Исходный текст -
Наконец, и в головной полк были уряжены воеводы. Ими стали два брата из боярского рода Всеволожей, Дмитрий и Владимир Александровичи.
Русское войско в боевом построении как бы уподоблялось человеческому телу, не случайны поэтому и телесные названия его частей: головной, или великий, полк, полк правой руки, полк левой руки. На Девичьем поле была произведена прикидка: кто, где и под чьим началом будет находиться в предстоящем сражении. Но именно лишь прикидка. Многое ещё могло поменяться и, как увидим, поменялось или дополнилось. А сейчас важно было хотя бы начерно закрепить военачальников за их полками, чтобы люди пригляделись к ним заранее.
На смотр собрались затемно, нужно поскорее всё закончить и в тот же день продолжить поход. В два неполных дня рассчитывали поспеть к усть-Лопасне. Там назначалась встреча с князем Владимиром Андреевичем, шедшим из Серпухова, и «великим воеводой» Тимофеем Васильевичем Вельяминовым. Этот должен был подвести с собой от Москвы остаток ополченцев, по разным причинам задержавшихся.
Коломна истаяла за спиной, великокняжеские полки опять двигались в походном порядке, от Оки старались держаться на расстоянии, чтобы перемещение такой громадной воинской силы не было заметно с рязанской стороны. Как знать, что у неё на уме, у той стороны? Если Мамаю донесут, что Дмитрий спешно оставил Коломну и движется вверх по Оке, не изменит ли ордынец своих дальнейших намерений? Но, впрочем, донести ему смогут через два дня на третий, никак не раньше. А к тому времени русская рать уже будет переправляться через Оку.

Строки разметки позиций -
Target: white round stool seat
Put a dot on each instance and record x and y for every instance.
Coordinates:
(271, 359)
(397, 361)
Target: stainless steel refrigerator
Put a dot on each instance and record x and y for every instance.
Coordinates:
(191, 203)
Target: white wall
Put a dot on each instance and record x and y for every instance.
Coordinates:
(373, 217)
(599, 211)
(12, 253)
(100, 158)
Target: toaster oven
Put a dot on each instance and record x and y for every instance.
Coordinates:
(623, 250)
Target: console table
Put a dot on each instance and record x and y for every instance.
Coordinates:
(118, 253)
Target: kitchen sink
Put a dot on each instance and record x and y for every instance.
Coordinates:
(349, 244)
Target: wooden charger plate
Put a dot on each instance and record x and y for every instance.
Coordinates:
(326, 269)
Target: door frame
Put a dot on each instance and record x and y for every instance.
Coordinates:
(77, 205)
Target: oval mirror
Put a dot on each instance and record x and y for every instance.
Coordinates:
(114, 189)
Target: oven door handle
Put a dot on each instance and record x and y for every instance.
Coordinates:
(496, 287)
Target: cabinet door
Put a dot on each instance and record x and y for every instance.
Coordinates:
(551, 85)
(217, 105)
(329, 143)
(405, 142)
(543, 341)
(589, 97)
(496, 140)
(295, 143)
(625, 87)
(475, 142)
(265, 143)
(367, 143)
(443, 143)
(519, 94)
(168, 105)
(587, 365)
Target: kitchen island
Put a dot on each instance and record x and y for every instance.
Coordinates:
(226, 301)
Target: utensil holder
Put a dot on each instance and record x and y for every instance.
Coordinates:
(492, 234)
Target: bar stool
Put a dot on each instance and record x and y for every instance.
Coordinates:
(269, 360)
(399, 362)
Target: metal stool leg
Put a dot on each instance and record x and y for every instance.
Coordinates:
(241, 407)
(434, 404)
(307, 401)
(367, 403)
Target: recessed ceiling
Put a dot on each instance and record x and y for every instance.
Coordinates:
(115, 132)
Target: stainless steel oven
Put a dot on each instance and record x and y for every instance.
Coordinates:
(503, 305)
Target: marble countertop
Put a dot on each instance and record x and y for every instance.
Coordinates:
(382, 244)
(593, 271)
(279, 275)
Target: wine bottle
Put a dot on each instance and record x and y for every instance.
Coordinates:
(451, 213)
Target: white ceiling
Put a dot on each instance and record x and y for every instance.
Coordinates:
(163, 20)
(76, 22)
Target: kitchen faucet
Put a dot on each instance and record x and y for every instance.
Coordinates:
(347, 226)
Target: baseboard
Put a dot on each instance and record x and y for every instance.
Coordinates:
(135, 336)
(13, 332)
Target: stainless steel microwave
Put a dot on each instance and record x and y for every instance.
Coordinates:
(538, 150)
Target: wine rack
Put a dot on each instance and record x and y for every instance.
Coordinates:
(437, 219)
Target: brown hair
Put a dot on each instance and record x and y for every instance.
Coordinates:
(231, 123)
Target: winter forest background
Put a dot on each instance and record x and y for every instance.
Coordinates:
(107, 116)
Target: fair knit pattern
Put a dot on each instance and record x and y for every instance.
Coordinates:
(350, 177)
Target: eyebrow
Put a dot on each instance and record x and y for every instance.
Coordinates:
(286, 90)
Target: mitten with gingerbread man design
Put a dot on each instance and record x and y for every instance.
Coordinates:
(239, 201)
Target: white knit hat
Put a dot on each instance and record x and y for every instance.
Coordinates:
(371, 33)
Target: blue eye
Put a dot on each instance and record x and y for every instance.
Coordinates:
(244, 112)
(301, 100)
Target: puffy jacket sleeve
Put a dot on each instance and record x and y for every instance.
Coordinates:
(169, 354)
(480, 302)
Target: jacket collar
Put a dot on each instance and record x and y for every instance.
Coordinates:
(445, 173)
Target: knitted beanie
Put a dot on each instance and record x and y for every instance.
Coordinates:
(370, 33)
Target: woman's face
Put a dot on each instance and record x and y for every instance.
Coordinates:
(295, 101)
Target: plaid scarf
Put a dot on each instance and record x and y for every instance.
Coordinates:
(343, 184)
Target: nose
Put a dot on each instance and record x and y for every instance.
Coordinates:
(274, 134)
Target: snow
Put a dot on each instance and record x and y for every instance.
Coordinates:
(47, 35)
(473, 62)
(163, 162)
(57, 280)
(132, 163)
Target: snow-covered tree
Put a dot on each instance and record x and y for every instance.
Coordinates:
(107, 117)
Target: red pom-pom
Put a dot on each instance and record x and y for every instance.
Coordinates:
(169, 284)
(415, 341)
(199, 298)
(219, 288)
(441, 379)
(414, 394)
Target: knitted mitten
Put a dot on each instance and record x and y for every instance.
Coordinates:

Задания -
(a) Перепишите текст о походе русских полков целиком и без изменений.
(b) Выведите заново, вместе с запросами, строки разметки начиная со строки, где есть «Target: snow-covered tree», и до последней строки включительно. Каждую координату в ответах умножьте на 0,95 и округлите до целого, половины в большую сторону. Других строк не выводите.
Эти строки никак не связаны с текстом о походе русских полков.

Ответы -
(a)
Наконец, и в головной полк были уряжены воеводы. Ими стали два брата из боярского рода Всеволожей, Дмитрий и Владимир Александровичи.
Русское войско в боевом построении как бы уподоблялось человеческому телу, не случайны поэтому и телесные названия его частей: головной, или великий, полк, полк правой руки, полк левой руки. На Девичьем поле была произведена прикидка: кто, где и под чьим началом будет находиться в предстоящем сражении. Но именно лишь прикидка. Многое ещё могло поменяться и, как увидим, поменялось или дополнилось. А сейчас важно было хотя бы начерно закрепить военачальников за их полками, чтобы люди пригляделись к ним заранее.
На смотр собрались затемно, нужно поскорее всё закончить и в тот же день продолжить поход. В два неполных дня рассчитывали поспеть к усть-Лопасне. Там назначалась встреча с князем Владимиром Андреевичем, шедшим из Серпухова, и «великим воеводой» Тимофеем Васильевичем Вельяминовым. Этот должен был подвести с собой от Москвы остаток ополченцев, по разным причинам задержавшихся.
Коломна истаяла за спиной, великокняжеские полки опять двигались в походном порядке, от Оки старались держаться на расстоянии, чтобы перемещение такой громадной воинской силы не было заметно с рязанской стороны. Как знать, что у неё на уме, у той стороны? Если Мамаю донесут, что Дмитрий спешно оставил Коломну и движется вверх по Оке, не изменит ли ордынец своих дальнейших намерений? Но, впрочем, донести ему смогут через два дня на третий, никак не раньше. А к тому времени русская рать уже будет переправляться через Оку.

(b)
Target: snow-covered tree
Put a dot on each instance and record x and y for every instance.
Coordinates:
(102, 111)
Target: red pom-pom
Put a dot on each instance and record x and y for every instance.
Coordinates:
(161, 270)
(394, 324)
(189, 283)
(208, 274)
(419, 360)
(393, 374)
Target: knitted mitten
Put a dot on each instance and record x and y for every instance.
Coordinates:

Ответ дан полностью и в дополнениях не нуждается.